--- start of DATA ROWS ---

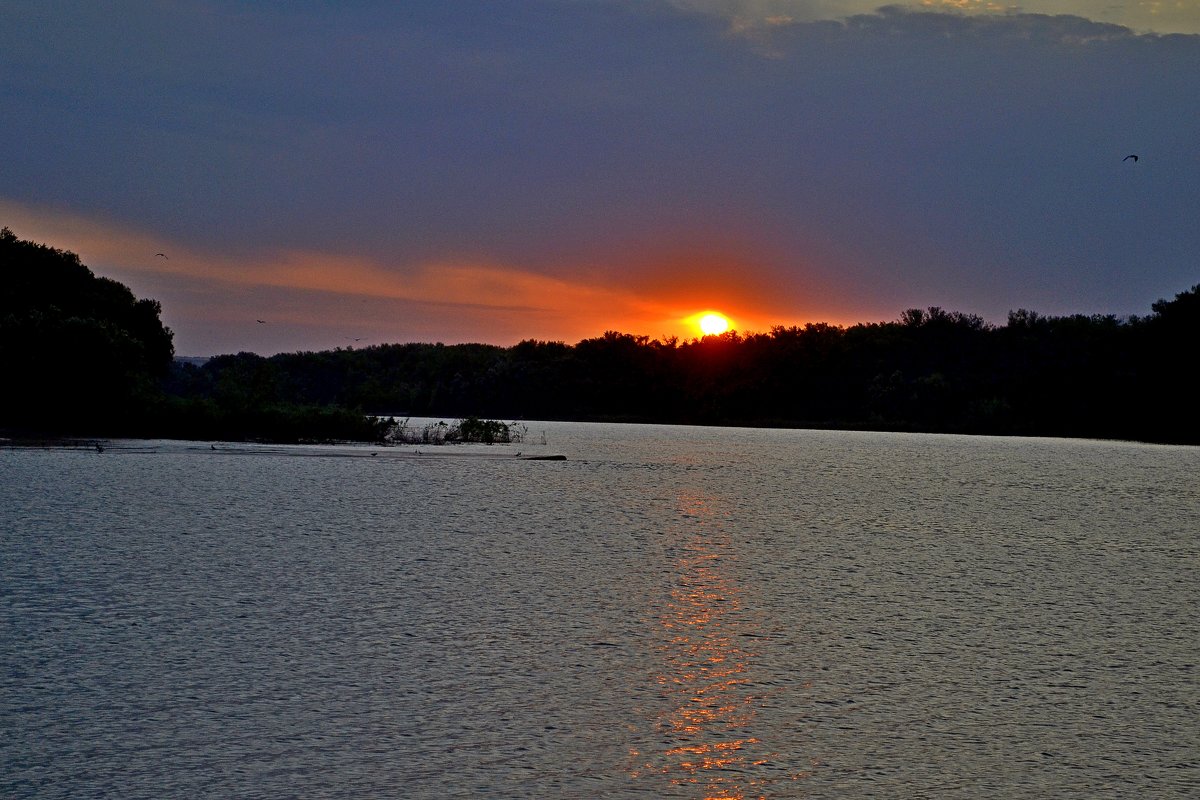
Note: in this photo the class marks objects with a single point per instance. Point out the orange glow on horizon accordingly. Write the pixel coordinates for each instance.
(714, 324)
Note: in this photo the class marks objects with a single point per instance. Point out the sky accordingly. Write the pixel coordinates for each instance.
(365, 172)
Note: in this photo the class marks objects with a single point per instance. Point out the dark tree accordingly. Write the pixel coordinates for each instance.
(79, 353)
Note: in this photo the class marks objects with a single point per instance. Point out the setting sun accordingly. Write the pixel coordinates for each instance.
(713, 324)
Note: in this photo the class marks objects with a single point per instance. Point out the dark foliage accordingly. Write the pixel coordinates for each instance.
(79, 353)
(931, 371)
(83, 355)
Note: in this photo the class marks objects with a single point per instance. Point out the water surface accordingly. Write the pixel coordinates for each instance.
(670, 613)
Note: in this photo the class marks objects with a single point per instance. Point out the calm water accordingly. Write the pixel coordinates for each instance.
(670, 613)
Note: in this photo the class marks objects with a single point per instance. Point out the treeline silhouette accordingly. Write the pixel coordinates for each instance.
(931, 370)
(82, 355)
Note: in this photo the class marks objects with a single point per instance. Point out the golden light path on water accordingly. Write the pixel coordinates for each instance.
(707, 683)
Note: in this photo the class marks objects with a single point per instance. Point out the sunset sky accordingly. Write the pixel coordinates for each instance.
(492, 172)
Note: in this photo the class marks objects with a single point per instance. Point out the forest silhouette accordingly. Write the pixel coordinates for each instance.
(84, 356)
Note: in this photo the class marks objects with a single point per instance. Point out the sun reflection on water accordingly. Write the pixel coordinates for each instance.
(705, 729)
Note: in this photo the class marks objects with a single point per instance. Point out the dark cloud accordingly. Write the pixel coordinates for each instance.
(893, 158)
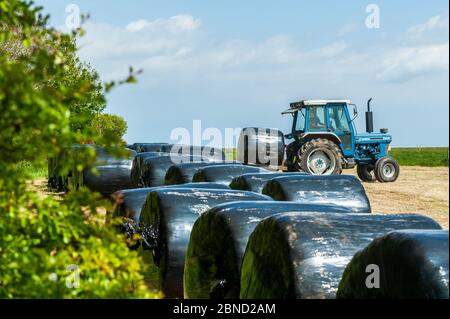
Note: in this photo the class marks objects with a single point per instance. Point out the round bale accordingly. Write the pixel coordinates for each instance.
(184, 172)
(112, 174)
(128, 203)
(407, 264)
(218, 241)
(136, 168)
(255, 182)
(341, 190)
(303, 255)
(224, 173)
(167, 218)
(154, 169)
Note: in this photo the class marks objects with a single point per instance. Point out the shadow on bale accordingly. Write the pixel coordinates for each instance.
(224, 173)
(303, 255)
(184, 173)
(255, 182)
(342, 190)
(169, 215)
(218, 240)
(155, 168)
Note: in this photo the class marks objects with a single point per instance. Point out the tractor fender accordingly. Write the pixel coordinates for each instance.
(305, 137)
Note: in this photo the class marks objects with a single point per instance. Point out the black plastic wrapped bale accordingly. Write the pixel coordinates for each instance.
(304, 255)
(153, 147)
(410, 264)
(261, 146)
(256, 182)
(128, 203)
(138, 163)
(342, 190)
(113, 173)
(154, 169)
(207, 152)
(218, 241)
(183, 173)
(224, 173)
(167, 217)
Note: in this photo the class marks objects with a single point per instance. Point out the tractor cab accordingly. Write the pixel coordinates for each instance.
(328, 119)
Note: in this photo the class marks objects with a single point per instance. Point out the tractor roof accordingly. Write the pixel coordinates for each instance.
(303, 103)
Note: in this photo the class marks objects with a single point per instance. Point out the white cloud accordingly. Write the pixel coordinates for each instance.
(405, 63)
(436, 22)
(346, 29)
(177, 47)
(176, 24)
(333, 49)
(136, 26)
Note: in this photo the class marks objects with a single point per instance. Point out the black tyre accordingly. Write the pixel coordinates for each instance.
(366, 172)
(320, 157)
(387, 170)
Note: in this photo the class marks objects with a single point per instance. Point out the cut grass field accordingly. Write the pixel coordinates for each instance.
(421, 156)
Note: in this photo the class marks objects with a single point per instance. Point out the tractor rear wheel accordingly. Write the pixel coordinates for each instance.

--- end of DATA ROWS ---

JOB
Omit the pictures and output all of the other material exactly.

COMPLETE ANSWER
Note: in this photo the class marks objects with a single point per instance. Point out the orange glow on horizon accordingly. Write the pixel coordinates for each instance.
(714, 324)
Note: in this photo the class marks objects with a single point per instance. Point out the sky accordingly. Write the pixel coordinates for each instance.
(365, 172)
Note: in this photo the class marks objects with a single point per instance. Point out the dark tree accordingly. Write the pixel coordinates for each instance.
(79, 353)
Note: in this photo the class marks objects with a single point per instance. Point out the setting sun accordingly. Write the pixel coordinates for each instance.
(713, 324)
Note: in this photo the class marks objects with a single point per instance. Point out the dark foliage accordingly. Write the pixel coordinates for each instance.
(79, 353)
(931, 371)
(83, 355)
Note: in this photo the class marks objects with a single point per instance. Point out the water surface accordingly. Write the pixel coordinates for each instance.
(670, 613)
Note: in this photo the class marks objects with a single point per instance. Point out the calm water accordingly. Write the pixel coordinates for each instance.
(670, 613)
Note: in this photo the class marks objects with a single point per instance. Point out the treeline silhouette accordingly. Write the pixel coordinates for each instance.
(931, 370)
(82, 355)
Note: in this photo the class marks objects with a single point per instance. Point out the golden light path on water accordingly. Write the pixel coordinates for each instance.
(707, 683)
Note: in this photo the class marks objects with a single point per instance. Point out the sunset sky accordingly. Write the pixel coordinates for each instance.
(492, 172)
Note: in this photo the class marks objects with a single point per instance. Point out the forest silhouette accordingly. Write the pixel coordinates for each instance.
(84, 356)
Note: in this photo the class marks objects with a single point per instance. Point out the sun reflection on water accordingly. Write the pixel coordinates for each instance.
(705, 729)
Note: in this photo the class marks objects with a single point per instance. Point out the dark cloud accordingly. Write the pixel coordinates for each instance.
(893, 158)
Note: in this photo the class marks objects with a single point per instance. Point out the round bale accordingly. Write the pixel coordinates for each instance.
(184, 172)
(112, 174)
(128, 203)
(407, 264)
(218, 241)
(136, 168)
(255, 182)
(341, 190)
(303, 255)
(224, 173)
(167, 218)
(154, 169)
Note: in this photo the class marks objects with a single point per instance. Point out the shadow on bale accordingly. Write the pixel coordinates for each instance.
(224, 173)
(303, 255)
(184, 173)
(255, 182)
(342, 190)
(169, 215)
(218, 240)
(155, 168)
Note: in this photo the class marks objects with a single point per instance. Point out the tractor fender accordingly. Write the pixel coordinates for each instance.
(305, 137)
Note: in this photo the class marks objects with a single point per instance. Point out the black plastic wrapped bale accordingly. Write the pixel coordinates for each instance.
(304, 255)
(153, 147)
(410, 264)
(261, 146)
(256, 182)
(128, 203)
(138, 163)
(342, 190)
(113, 173)
(154, 169)
(207, 152)
(218, 241)
(183, 173)
(224, 173)
(167, 217)
Note: in this photo the class marks objects with a single point per instance. Point out the tractor cab accordingly. Write the pixel coordinates for each instance.
(328, 119)
Note: in this photo the class marks objects with a single point per instance. Point out the tractor roof accordingly. Write the pixel coordinates for each instance.
(303, 103)
Note: in this photo the class marks objects with a single point per instance. Point out the white cloud accordingly. Write the pixel coordinates for each instance.
(405, 63)
(436, 22)
(346, 29)
(177, 47)
(176, 24)
(333, 49)
(136, 26)
Note: in this photo the class marks objects with a single point per instance. Point out the black tyre accordingly. Write the pixel coordinates for each instance.
(366, 172)
(320, 157)
(387, 170)
Note: in this photo the class marks objects with a single point per instance. Point out the cut grass field accordingly. Write the pixel coordinates for each instance.
(421, 156)
Note: in this photo the class marks objects with a single point per instance. Point out the tractor rear wheel accordingly. Write the pixel coordinates for each instance.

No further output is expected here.